== What you should do ==
Identify each line in the listing below that contains the string "reed", and copy those lines. Case counts.

== Records to use ==
#####

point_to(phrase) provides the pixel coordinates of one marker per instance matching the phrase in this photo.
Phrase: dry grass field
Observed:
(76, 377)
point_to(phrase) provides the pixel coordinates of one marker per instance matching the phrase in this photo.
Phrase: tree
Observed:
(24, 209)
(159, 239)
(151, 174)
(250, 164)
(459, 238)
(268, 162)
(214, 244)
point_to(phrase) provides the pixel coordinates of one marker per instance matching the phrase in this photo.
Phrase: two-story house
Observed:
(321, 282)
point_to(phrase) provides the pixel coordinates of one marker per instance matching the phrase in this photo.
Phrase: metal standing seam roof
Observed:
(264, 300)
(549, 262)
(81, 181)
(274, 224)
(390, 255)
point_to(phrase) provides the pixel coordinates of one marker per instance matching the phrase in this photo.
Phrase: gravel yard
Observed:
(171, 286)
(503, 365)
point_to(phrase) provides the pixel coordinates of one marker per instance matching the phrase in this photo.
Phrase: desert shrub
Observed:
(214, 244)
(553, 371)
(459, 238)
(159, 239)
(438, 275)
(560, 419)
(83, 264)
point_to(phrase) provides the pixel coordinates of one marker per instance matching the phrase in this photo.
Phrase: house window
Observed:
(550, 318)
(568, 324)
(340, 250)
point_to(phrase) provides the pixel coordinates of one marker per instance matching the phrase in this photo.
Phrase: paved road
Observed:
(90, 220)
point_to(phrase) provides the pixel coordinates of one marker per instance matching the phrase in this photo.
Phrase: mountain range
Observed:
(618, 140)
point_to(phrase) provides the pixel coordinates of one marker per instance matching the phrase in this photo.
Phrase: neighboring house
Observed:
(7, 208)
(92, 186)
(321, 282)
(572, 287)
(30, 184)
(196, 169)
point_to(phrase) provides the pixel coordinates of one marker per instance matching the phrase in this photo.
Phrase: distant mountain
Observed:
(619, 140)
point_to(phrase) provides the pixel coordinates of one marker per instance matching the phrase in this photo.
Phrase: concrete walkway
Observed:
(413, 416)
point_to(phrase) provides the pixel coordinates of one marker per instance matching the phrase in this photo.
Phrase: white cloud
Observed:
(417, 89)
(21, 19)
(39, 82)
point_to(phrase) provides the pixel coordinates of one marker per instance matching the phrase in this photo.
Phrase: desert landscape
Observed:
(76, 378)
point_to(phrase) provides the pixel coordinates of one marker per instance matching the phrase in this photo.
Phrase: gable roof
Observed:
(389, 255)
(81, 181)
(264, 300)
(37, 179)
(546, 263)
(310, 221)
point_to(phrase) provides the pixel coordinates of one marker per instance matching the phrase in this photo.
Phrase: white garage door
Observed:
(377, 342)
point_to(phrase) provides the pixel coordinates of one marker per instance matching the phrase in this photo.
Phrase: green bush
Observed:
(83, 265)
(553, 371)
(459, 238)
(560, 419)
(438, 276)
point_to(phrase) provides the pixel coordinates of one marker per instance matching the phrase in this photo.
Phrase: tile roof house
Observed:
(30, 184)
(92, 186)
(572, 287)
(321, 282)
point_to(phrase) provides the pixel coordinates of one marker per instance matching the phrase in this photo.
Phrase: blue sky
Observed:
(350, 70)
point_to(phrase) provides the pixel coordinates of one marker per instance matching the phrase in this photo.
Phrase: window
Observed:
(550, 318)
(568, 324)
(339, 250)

#####

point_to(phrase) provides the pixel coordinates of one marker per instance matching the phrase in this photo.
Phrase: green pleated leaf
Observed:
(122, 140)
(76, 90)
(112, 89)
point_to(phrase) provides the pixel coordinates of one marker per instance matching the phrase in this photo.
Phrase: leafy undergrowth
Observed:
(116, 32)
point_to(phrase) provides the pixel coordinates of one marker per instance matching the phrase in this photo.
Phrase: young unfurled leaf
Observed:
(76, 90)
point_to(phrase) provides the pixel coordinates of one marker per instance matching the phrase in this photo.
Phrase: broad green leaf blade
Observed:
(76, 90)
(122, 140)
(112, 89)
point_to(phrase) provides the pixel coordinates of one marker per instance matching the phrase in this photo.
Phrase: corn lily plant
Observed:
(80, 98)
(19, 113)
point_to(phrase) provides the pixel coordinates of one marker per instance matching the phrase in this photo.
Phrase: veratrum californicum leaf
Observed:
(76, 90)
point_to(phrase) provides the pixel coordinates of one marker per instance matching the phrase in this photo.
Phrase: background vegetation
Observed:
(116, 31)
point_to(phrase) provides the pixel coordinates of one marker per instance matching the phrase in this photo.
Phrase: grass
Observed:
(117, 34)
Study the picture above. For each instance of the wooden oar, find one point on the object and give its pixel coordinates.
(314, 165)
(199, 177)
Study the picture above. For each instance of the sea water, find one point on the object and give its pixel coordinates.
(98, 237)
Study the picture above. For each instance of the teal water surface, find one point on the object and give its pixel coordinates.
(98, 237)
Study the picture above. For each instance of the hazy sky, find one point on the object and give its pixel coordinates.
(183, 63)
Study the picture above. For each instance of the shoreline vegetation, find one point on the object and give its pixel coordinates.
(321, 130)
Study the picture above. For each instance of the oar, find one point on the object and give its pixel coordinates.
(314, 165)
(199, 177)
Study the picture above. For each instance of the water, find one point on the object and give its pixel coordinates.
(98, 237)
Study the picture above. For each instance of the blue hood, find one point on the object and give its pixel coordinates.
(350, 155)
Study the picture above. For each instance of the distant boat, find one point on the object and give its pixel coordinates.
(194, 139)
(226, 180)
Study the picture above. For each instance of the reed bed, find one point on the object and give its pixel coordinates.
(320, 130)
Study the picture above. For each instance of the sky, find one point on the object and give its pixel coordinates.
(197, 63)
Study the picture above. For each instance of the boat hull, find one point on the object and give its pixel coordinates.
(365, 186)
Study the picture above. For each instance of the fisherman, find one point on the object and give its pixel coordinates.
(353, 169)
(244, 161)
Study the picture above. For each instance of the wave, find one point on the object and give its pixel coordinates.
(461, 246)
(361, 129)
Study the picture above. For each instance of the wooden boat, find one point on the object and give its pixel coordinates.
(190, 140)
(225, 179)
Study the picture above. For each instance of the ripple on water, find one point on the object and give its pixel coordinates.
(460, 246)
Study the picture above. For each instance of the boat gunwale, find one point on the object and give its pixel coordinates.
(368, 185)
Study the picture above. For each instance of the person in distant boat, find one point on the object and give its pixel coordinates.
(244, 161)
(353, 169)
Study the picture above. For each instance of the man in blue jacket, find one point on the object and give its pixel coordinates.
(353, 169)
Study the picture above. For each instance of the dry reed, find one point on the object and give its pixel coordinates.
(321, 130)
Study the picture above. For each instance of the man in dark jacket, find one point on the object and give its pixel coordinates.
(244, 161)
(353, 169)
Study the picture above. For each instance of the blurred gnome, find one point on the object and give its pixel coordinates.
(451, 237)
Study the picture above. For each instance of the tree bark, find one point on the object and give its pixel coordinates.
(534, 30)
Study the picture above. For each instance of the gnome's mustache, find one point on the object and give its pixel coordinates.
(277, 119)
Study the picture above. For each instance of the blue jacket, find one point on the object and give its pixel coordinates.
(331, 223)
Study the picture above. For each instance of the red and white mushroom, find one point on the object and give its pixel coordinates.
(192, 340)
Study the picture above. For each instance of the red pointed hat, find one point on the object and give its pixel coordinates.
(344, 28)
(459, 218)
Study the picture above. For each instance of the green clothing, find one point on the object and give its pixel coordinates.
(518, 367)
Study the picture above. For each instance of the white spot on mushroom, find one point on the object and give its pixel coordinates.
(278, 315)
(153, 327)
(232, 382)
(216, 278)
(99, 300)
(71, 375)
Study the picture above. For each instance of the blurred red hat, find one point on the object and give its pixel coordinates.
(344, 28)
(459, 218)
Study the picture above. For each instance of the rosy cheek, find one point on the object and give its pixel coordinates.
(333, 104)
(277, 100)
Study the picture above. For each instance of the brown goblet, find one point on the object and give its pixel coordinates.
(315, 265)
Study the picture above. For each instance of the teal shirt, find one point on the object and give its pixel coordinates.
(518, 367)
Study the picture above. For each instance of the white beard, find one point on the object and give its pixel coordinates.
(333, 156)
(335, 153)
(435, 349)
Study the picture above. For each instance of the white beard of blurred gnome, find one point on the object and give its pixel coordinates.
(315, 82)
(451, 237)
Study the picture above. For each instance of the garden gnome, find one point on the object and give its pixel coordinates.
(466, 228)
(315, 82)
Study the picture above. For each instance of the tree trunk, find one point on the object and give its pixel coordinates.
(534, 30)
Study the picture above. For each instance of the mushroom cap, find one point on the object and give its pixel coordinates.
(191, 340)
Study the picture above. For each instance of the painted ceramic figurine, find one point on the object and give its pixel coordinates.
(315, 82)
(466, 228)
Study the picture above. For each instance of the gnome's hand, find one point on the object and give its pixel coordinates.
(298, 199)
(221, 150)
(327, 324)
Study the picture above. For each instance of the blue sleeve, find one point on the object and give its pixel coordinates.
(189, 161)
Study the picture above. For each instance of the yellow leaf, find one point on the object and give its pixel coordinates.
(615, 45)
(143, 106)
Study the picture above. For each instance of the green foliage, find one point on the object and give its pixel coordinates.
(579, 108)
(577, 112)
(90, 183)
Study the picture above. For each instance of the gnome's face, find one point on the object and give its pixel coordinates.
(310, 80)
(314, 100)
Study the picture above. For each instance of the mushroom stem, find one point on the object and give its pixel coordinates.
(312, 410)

#####

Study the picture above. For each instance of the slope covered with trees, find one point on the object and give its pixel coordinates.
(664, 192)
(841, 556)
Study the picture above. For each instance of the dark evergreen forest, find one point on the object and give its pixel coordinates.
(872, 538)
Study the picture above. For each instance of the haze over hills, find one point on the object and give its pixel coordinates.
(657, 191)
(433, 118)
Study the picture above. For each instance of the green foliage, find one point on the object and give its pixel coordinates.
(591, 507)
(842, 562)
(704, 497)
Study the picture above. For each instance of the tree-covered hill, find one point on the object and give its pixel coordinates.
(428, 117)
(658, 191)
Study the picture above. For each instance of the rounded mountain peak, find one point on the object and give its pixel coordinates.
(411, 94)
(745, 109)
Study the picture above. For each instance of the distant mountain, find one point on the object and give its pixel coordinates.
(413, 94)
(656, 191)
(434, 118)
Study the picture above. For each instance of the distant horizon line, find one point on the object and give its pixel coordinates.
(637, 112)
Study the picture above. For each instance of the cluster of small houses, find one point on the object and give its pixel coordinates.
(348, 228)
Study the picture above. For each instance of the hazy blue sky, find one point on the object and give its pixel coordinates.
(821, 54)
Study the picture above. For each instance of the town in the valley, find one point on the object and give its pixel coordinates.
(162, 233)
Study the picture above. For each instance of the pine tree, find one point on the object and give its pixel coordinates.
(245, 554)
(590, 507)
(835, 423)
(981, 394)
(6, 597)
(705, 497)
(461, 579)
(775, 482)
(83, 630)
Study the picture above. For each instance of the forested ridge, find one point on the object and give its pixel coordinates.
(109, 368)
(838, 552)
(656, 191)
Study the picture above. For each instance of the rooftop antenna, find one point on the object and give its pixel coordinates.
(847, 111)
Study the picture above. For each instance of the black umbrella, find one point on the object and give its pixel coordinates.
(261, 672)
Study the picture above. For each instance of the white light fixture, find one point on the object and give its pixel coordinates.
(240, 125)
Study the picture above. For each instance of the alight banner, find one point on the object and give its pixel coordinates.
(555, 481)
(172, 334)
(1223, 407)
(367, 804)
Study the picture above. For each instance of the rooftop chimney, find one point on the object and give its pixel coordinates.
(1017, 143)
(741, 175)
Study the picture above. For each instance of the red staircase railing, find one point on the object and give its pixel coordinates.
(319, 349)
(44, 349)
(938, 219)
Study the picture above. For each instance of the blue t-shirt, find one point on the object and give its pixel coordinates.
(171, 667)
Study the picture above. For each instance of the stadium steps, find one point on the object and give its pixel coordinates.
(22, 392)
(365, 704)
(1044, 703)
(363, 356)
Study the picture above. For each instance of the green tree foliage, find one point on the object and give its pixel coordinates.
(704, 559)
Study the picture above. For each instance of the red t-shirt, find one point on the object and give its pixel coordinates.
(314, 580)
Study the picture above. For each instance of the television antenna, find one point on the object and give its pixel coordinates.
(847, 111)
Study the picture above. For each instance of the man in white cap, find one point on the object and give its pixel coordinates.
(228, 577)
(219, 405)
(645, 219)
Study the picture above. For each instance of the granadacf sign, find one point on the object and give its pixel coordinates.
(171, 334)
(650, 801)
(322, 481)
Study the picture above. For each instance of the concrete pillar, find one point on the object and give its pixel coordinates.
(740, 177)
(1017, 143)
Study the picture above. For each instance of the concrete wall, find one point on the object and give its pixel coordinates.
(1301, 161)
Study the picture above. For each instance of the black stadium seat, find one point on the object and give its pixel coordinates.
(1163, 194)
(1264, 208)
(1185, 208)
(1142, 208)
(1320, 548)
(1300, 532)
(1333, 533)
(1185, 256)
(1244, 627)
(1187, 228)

#####

== Task output ==
Study the picture above. For each instance of the reed bed, find one point on the object and give its pixel coordinates.
Study the picture above. For each instance of the dry reed, find one point on the object and give its pixel coordinates.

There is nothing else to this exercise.